→ WHAT YOU NEED TO DO:
A. In the article on Sulawesi cave art, what tool did Aubert use to collect the calcite samples?
B. From the article on Sulawesi cave art, list every figure given as a number of years ago.
C. Decide whether each statement agrees with the article on Sulawesi cave art, answering yes or no and quoting the words that settle it. (i) Aubert took 19 samples from 14 paintings in seven caves. (ii) The authors favor the view that people in Europe and Indonesia invented symbolic art independently. (iii) All of the Australian rock art has been dated.

→ PAGE EXTRACT:
★ ★ ★ ★ ★
Aubert’s colleague Adam Brumm, also of Griffith University, visited the Maros region of southwest Sulawesi in 2011 with Indonesian researchers and wondered if they could date the paintings. They knew that humans had been in the area at least 35,000 years ago, the age given to ocher crayons and ocher-smeared stone tools they had excavated from the Leang Burung 2 rock shelter nearby. They noticed that some of the cave art was covered with “cave popcorn,” small stalactitelike growths that formed atop the paintings when mineral-rich water trickled over the cave walls. Over the next 2 years, Aubert used a diamond saw blade to collect 19 samples of calcite popcorn from 14 paintings in seven caves within a 1-kilometer radius. He then used the concentration of naturally occurring but unstable uranium in the calcite to estimate how much time had passed since the popcorn formed, giving him a minimum age for the art. The method has been proven robust for dating corals and larger rock formations in caves and has recently been adapted to date thin deposits of carbonate on rock art.

The team was surprised to find that the oldest hand stencil dated to at least 39,900 years ago. A painting of a fruit-eating “pig-deer,” called a babirusa, on the ceiling of the same cave dated to at least 35,400 years ago, the team reports online today in Nature. (Watch a video about the research.)

The hand stencils are a bit older than the hand outlines at Chauvet, if the dates are accurate. This suggests either that humans in Europe and Indonesia each invented symbolic art at roughly the same time, or that modern humans brought their artistic capabilities with them as they spread out of Africa starting about 60,000 years ago. The authors prefer the second explanation, because it fits with archaeological evidence showing that humans were not only on Sulawesi at the time, but were also in Australia by at least 50,000 years ago. Some of the Indonesian art resembles paintings in Australia, although much of the Australian rock art is undated.
★ ★ ★ ★ ★
→ RECORDS SUPPLIED:
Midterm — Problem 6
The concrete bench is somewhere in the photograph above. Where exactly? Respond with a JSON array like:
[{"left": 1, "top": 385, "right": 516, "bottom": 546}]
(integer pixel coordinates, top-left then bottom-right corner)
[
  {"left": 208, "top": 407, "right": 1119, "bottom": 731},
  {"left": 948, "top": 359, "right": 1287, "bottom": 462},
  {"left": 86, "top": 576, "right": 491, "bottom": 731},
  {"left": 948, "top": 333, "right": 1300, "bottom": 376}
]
★ ★ ★ ★ ★
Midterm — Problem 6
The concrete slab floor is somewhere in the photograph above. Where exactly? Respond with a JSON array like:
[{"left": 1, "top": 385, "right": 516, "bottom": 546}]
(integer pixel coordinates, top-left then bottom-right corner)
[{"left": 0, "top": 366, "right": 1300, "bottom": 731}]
★ ★ ★ ★ ★
→ SOLVED TASKS:
A. A diamond saw blade.

B. 35,000 years ago; 39,900 years ago; 35,400 years ago; 60,000 years ago; 50,000 years ago

C.
(i) Yes: "19 samples of calcite popcorn from 14 paintings in seven caves"
(ii) No: "The authors prefer the second explanation". The second explanation is "that modern humans brought their artistic capabilities with them as they spread out of Africa"
(iii) No: "much of the Australian rock art is undated"